WHAT THE TASK REQUIRES:
In the lines below, find the one that contains "Pretty please, detect the bird's beak" and write it out exactly, along with every line that follows it.

EXERCISE INPUTS:
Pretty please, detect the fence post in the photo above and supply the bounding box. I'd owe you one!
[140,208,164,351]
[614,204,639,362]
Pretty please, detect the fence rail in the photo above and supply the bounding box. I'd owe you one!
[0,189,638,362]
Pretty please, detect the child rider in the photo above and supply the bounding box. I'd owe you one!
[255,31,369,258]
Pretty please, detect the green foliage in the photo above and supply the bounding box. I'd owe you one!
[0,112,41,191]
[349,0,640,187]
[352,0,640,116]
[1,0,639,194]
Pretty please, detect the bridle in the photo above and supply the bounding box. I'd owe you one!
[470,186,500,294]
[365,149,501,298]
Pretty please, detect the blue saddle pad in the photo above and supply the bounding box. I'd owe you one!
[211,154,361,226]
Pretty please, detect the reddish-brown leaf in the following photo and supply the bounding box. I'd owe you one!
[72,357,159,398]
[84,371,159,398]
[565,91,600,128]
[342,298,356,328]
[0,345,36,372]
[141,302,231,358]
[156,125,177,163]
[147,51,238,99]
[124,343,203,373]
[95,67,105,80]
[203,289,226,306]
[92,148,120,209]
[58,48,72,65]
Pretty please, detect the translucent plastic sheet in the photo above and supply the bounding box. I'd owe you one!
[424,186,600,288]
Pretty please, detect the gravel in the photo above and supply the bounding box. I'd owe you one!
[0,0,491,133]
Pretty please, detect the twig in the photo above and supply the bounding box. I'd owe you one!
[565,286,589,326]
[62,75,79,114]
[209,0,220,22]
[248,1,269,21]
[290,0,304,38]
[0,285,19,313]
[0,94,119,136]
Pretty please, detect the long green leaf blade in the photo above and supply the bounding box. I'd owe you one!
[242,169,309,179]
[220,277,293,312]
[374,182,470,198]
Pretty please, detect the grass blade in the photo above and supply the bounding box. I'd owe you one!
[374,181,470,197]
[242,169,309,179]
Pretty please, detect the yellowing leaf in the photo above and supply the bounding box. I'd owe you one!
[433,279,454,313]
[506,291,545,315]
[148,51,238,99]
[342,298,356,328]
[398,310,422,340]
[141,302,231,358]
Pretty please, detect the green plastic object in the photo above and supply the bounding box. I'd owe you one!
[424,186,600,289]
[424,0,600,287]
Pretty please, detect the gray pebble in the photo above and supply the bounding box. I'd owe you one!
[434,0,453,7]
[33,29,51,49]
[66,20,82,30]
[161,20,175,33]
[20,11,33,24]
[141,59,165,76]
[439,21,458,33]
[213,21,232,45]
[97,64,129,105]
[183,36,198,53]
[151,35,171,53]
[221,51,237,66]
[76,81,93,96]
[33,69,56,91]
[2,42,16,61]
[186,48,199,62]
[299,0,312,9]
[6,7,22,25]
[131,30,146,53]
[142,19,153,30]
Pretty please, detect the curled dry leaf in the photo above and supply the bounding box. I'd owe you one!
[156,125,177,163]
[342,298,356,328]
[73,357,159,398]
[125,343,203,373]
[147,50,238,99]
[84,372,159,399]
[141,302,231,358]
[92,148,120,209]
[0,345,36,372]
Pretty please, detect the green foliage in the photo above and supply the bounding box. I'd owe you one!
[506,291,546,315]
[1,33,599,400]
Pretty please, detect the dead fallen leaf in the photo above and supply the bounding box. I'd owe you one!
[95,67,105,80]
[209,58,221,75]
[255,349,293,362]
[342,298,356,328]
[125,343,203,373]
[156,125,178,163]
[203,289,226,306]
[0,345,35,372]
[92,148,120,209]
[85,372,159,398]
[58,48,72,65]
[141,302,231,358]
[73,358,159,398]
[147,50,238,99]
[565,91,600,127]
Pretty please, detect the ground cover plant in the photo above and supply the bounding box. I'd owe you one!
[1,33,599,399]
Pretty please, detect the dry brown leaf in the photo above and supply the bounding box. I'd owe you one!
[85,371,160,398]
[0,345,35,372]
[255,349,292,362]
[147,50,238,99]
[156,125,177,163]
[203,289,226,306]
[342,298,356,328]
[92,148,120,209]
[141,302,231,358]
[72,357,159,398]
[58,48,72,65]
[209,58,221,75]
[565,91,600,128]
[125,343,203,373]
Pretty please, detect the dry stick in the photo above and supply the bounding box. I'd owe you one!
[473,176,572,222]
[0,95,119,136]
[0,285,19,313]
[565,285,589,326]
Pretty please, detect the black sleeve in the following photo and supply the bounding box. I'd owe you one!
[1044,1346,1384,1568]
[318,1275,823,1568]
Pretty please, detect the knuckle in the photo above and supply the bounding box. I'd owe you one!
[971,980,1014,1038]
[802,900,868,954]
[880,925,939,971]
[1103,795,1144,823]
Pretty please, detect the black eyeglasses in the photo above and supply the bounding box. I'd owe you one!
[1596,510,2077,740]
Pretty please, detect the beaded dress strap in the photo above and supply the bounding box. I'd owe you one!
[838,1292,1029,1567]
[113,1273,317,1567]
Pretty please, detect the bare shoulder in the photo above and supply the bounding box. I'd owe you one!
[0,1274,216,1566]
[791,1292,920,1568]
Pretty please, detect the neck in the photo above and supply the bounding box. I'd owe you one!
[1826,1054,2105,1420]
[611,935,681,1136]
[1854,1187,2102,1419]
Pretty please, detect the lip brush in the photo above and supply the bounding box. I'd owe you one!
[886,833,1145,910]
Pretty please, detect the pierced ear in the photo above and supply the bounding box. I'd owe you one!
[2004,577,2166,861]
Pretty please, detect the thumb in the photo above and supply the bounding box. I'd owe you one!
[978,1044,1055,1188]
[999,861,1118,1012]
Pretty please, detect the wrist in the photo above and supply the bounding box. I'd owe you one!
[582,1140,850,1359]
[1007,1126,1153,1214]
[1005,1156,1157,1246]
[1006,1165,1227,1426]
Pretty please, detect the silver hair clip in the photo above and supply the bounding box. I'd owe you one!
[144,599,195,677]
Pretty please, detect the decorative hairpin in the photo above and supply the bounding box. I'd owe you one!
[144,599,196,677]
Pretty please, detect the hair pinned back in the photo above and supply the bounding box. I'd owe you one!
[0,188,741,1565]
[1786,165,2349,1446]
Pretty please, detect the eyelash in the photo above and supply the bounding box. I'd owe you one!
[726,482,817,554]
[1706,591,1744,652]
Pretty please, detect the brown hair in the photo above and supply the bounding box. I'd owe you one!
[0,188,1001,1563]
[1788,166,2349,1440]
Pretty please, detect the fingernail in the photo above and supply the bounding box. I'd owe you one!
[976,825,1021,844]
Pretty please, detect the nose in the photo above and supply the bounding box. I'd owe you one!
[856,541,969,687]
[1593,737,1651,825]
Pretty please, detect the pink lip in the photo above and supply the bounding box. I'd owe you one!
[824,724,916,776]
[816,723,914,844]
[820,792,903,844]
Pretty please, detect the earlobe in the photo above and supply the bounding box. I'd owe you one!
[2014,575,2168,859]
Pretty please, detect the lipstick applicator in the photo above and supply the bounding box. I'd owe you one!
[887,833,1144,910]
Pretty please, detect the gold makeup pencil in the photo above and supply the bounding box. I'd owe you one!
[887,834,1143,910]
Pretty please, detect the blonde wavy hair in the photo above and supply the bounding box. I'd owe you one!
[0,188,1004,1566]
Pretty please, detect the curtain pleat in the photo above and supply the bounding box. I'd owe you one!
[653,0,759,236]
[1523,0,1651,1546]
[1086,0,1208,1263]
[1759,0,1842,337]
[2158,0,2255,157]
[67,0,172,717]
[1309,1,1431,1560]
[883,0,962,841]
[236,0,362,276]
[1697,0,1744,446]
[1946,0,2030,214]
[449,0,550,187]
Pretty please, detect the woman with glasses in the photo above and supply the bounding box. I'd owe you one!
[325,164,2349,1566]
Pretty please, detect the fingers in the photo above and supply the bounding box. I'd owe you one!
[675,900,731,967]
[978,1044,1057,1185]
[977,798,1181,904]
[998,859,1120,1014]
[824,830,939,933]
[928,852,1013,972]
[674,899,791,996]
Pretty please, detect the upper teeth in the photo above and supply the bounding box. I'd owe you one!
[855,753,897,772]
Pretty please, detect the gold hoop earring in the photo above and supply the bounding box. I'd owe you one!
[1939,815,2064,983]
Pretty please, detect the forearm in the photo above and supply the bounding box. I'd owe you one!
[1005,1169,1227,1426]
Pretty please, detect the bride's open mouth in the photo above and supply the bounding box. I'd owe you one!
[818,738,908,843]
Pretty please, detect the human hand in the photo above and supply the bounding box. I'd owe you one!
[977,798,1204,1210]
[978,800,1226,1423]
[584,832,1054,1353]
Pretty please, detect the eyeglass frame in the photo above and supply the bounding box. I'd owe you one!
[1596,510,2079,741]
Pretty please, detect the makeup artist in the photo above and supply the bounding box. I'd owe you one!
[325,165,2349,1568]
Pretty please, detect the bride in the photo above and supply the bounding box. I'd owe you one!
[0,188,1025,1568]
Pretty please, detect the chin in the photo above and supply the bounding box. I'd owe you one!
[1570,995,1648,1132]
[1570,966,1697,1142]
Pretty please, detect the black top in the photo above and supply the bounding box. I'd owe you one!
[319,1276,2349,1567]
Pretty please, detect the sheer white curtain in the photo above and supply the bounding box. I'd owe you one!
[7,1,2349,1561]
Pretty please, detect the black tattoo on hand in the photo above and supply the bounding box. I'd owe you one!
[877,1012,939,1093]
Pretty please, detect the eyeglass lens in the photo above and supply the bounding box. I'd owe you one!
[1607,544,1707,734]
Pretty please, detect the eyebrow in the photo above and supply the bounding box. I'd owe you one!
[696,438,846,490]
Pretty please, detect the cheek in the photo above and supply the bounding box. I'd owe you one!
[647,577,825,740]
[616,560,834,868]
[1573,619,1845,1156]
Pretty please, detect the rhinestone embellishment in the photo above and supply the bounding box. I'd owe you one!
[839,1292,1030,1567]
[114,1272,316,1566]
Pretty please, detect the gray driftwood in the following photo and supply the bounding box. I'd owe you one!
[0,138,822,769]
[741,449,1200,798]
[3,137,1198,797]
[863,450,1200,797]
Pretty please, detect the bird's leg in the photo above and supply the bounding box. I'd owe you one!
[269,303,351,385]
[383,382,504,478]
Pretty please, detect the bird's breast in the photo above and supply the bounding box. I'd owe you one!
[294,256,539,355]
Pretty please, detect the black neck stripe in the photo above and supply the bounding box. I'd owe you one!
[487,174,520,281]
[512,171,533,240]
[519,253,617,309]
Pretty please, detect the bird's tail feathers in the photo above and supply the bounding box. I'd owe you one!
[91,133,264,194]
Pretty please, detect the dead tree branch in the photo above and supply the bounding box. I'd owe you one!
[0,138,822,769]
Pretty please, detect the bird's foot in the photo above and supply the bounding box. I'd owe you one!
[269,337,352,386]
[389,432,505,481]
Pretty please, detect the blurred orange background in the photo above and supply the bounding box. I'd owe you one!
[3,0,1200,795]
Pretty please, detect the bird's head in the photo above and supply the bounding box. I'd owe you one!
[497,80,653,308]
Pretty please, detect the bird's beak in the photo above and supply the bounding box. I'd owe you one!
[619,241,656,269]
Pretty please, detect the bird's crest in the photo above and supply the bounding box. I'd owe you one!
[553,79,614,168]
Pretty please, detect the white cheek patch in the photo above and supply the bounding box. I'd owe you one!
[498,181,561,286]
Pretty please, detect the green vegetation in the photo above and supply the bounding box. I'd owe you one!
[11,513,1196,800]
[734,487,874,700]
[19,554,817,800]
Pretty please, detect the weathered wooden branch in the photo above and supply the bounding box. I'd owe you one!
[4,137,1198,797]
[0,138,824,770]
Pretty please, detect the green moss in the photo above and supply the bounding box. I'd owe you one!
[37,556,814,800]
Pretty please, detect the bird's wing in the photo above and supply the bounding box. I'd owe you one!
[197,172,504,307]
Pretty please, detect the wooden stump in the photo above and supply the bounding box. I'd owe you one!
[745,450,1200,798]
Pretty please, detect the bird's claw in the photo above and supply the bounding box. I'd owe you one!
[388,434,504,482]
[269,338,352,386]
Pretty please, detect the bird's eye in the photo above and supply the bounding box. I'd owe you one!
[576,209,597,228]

FINAL ANSWER:
Pretty please, detect the bird's beak in the photo above and supply the bounding box. I'd owe you one!
[619,241,656,269]
Pretty please, detect the bird's crest in the photo above and supply the bounding box. I'd owe you one!
[553,79,614,168]
Pretty please, detect the white cheek patch in the photo above and supply the bounding box. I'd owe you one!
[498,181,561,286]
Pretty please, detect the green vegetation in the photo above and supply the bounding box. I'd owe you one!
[11,513,1196,800]
[734,487,874,700]
[19,554,817,800]
Pretty please, detect the weathered wooden branch in the photo above and supply the bounding box. I'd owe you one!
[4,137,1198,797]
[0,138,824,770]
Pretty please, detect the green moss in the photo above and supply the bounding box. I'd owe you one!
[37,556,814,800]
Pretty please, detect the bird's wing in the photo above and supply the bounding box. I'd owe you one!
[197,172,504,307]
Pretty please, detect the wooden stump in the photo above and supply the bounding box. I'd owe you one!
[745,450,1200,798]
Pretty please, detect the bird's claw in the photo above and supply the bounding box. I'd owe you one!
[388,434,504,482]
[269,338,352,386]
Pretty please, detect the bird's eye in the photo above and supply the bounding box. I'd owe you one!
[576,209,597,228]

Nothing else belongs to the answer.